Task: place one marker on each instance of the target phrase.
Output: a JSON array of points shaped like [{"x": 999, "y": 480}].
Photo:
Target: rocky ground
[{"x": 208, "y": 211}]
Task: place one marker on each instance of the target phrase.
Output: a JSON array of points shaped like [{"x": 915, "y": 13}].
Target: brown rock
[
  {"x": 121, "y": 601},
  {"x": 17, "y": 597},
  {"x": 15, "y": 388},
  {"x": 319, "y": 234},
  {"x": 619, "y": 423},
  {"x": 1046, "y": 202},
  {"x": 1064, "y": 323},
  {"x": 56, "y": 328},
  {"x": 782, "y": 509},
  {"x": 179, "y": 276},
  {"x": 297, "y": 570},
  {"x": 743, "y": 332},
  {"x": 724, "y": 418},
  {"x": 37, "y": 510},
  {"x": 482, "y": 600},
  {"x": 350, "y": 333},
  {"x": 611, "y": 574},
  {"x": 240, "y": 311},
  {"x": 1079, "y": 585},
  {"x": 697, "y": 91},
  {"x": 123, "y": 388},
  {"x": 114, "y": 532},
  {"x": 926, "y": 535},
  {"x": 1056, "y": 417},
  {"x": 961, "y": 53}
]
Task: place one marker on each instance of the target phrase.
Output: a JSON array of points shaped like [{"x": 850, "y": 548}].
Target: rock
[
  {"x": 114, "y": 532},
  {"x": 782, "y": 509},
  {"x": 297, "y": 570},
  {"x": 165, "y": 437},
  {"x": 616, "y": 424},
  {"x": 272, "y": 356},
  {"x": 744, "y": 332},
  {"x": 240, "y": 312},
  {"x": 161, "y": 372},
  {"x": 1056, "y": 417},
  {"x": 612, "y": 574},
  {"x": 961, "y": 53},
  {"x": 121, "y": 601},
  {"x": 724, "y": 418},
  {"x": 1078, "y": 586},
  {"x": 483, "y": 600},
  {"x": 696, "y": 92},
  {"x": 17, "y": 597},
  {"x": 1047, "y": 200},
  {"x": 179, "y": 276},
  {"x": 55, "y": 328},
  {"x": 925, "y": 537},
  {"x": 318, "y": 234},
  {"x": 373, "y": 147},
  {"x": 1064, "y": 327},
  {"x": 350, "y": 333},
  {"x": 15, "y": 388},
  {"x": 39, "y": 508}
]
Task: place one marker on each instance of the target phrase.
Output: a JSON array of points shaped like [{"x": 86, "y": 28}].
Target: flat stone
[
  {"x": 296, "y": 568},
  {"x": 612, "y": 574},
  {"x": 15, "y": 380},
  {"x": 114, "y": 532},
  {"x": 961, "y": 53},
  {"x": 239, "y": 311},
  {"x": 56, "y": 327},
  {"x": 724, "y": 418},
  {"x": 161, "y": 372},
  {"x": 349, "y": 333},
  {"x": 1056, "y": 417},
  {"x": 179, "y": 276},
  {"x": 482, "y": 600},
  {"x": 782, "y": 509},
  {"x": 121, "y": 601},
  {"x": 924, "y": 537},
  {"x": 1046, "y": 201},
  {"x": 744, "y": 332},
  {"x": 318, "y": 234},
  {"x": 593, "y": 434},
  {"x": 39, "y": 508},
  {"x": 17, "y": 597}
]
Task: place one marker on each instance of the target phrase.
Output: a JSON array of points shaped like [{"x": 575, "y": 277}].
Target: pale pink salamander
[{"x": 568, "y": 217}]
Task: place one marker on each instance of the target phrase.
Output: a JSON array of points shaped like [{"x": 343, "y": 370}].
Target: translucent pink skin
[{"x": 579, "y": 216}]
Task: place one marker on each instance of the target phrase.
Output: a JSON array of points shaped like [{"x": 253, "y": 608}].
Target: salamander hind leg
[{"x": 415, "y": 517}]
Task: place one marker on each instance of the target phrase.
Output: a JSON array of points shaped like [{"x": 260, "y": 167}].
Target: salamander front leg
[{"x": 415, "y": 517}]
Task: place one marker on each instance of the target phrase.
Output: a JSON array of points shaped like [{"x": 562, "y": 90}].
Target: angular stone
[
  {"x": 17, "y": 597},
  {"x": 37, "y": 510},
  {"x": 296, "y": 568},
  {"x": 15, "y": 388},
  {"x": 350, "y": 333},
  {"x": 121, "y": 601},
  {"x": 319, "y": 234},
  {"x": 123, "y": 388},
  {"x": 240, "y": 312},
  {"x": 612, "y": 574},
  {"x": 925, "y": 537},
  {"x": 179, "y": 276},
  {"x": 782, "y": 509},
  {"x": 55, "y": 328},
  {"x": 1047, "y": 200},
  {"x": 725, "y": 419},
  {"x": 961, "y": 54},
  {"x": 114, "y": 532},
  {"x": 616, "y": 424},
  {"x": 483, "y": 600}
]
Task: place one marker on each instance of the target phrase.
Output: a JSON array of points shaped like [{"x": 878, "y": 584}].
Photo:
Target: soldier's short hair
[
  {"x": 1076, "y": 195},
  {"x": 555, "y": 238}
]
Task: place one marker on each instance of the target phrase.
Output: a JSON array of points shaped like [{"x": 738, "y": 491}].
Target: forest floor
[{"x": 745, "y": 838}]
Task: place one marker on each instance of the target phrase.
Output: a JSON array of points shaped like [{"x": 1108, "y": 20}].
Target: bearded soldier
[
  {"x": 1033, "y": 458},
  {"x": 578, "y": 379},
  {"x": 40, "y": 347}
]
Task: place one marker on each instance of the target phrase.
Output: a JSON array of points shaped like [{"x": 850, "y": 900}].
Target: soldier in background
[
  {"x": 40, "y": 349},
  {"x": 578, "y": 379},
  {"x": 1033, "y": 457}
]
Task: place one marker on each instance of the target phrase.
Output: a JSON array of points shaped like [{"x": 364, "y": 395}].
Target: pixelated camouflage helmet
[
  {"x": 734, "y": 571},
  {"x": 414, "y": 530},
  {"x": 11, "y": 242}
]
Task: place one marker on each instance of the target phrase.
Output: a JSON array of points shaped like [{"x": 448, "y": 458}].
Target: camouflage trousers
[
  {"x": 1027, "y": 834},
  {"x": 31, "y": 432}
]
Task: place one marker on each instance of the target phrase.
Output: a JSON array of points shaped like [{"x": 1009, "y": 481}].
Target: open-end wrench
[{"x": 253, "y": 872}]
----------
■ TRY IT ■
All of the material should be given again, character for character.

■ ANSWER ■
Task: place one marker on each instance of the target phrase.
Output: a JSON array of points shaped like [{"x": 999, "y": 480}].
Photo:
Target: rocky ground
[{"x": 208, "y": 211}]
Task: place one marker on each instance of the target phrase.
Output: a JSON array of points shaped like [{"x": 915, "y": 13}].
Target: brown rock
[
  {"x": 121, "y": 601},
  {"x": 17, "y": 597},
  {"x": 15, "y": 388},
  {"x": 319, "y": 234},
  {"x": 619, "y": 423},
  {"x": 1046, "y": 202},
  {"x": 1064, "y": 323},
  {"x": 56, "y": 328},
  {"x": 782, "y": 509},
  {"x": 179, "y": 276},
  {"x": 297, "y": 570},
  {"x": 743, "y": 332},
  {"x": 724, "y": 418},
  {"x": 37, "y": 510},
  {"x": 482, "y": 600},
  {"x": 350, "y": 333},
  {"x": 611, "y": 574},
  {"x": 240, "y": 311},
  {"x": 1079, "y": 585},
  {"x": 697, "y": 91},
  {"x": 123, "y": 388},
  {"x": 114, "y": 532},
  {"x": 926, "y": 535},
  {"x": 1056, "y": 417},
  {"x": 961, "y": 53}
]
Task: place one marker on each instance of the target phrase.
Output: a JSON array of points shaped like [{"x": 850, "y": 548}].
Target: rock
[
  {"x": 114, "y": 532},
  {"x": 782, "y": 509},
  {"x": 297, "y": 570},
  {"x": 165, "y": 437},
  {"x": 616, "y": 424},
  {"x": 272, "y": 356},
  {"x": 744, "y": 332},
  {"x": 240, "y": 312},
  {"x": 161, "y": 372},
  {"x": 1056, "y": 417},
  {"x": 612, "y": 574},
  {"x": 961, "y": 53},
  {"x": 121, "y": 601},
  {"x": 724, "y": 418},
  {"x": 1078, "y": 586},
  {"x": 483, "y": 600},
  {"x": 696, "y": 92},
  {"x": 17, "y": 597},
  {"x": 1047, "y": 200},
  {"x": 179, "y": 276},
  {"x": 55, "y": 328},
  {"x": 925, "y": 537},
  {"x": 318, "y": 234},
  {"x": 373, "y": 147},
  {"x": 1064, "y": 327},
  {"x": 350, "y": 333},
  {"x": 15, "y": 388},
  {"x": 39, "y": 508}
]
Task: place one marker on each instance of the target phrase.
Output: a JSON array of points shaped like [{"x": 86, "y": 28}].
Target: flat stone
[
  {"x": 296, "y": 568},
  {"x": 612, "y": 574},
  {"x": 15, "y": 380},
  {"x": 114, "y": 532},
  {"x": 961, "y": 53},
  {"x": 239, "y": 311},
  {"x": 56, "y": 327},
  {"x": 724, "y": 418},
  {"x": 161, "y": 372},
  {"x": 349, "y": 333},
  {"x": 1056, "y": 417},
  {"x": 179, "y": 276},
  {"x": 482, "y": 600},
  {"x": 782, "y": 509},
  {"x": 121, "y": 601},
  {"x": 924, "y": 537},
  {"x": 1046, "y": 201},
  {"x": 744, "y": 332},
  {"x": 318, "y": 234},
  {"x": 593, "y": 434},
  {"x": 39, "y": 508},
  {"x": 17, "y": 597}
]
Task: place one marker on each instance of the target phrase.
Output: a JSON array of points shaped like [{"x": 575, "y": 277}].
Target: pale pink salamander
[{"x": 568, "y": 217}]
Task: place one marker on each instance of the target phrase.
Output: a JSON array of points shaped like [{"x": 343, "y": 370}].
Target: translucent pink skin
[{"x": 579, "y": 216}]
Task: place one marker on each instance of the target phrase.
Output: a JSON array of points shaped like [{"x": 253, "y": 608}].
Target: salamander hind leg
[{"x": 415, "y": 517}]
Task: place one marker on each instance of the target phrase.
Output: a JSON array of points shaped like [{"x": 260, "y": 167}].
Target: salamander front leg
[{"x": 415, "y": 517}]
Task: place one marker on each instance of the target phrase.
Output: a JSON array of points shaped like [{"x": 562, "y": 90}].
Target: angular stone
[
  {"x": 17, "y": 597},
  {"x": 37, "y": 510},
  {"x": 296, "y": 568},
  {"x": 15, "y": 388},
  {"x": 350, "y": 333},
  {"x": 121, "y": 601},
  {"x": 319, "y": 234},
  {"x": 123, "y": 388},
  {"x": 240, "y": 312},
  {"x": 612, "y": 574},
  {"x": 925, "y": 537},
  {"x": 179, "y": 276},
  {"x": 782, "y": 509},
  {"x": 55, "y": 328},
  {"x": 1047, "y": 200},
  {"x": 725, "y": 419},
  {"x": 961, "y": 54},
  {"x": 114, "y": 532},
  {"x": 616, "y": 424},
  {"x": 483, "y": 600}
]
Task: place one marker on each instance of the target phrase.
Output: a JSON array of points shaped like [{"x": 878, "y": 584}].
Photo:
Target: soldier's short hair
[
  {"x": 1076, "y": 195},
  {"x": 555, "y": 238}
]
Task: place one marker on each instance of the target phrase.
Output: a JSON array of points shaped like [{"x": 738, "y": 491}].
Target: forest floor
[{"x": 745, "y": 838}]
Task: place one marker on each instance of the target phrase.
Output: a JSON array of points shaped like [{"x": 1108, "y": 20}].
Target: bearded soldier
[
  {"x": 1033, "y": 458},
  {"x": 578, "y": 379},
  {"x": 40, "y": 347}
]
Task: place one marker on each instance of the target phrase.
Output: a JSON array of points shaped like [{"x": 850, "y": 900}].
Target: soldier in background
[
  {"x": 40, "y": 349},
  {"x": 578, "y": 379},
  {"x": 1033, "y": 457}
]
Task: place one marker on each instance of the target phrase.
Output: a JSON array of points shaped like [{"x": 364, "y": 395}].
Target: pixelated camouflage helmet
[
  {"x": 734, "y": 571},
  {"x": 414, "y": 530},
  {"x": 11, "y": 242}
]
Task: place one marker on each instance of the target phrase.
Output: a JSON array of points shaped like [{"x": 448, "y": 458}].
Target: camouflage trousers
[
  {"x": 1027, "y": 834},
  {"x": 31, "y": 432}
]
Task: place one marker on each instance of the target phrase.
Output: a JSON array of points shaped like [{"x": 1009, "y": 481}].
Target: open-end wrench
[{"x": 253, "y": 872}]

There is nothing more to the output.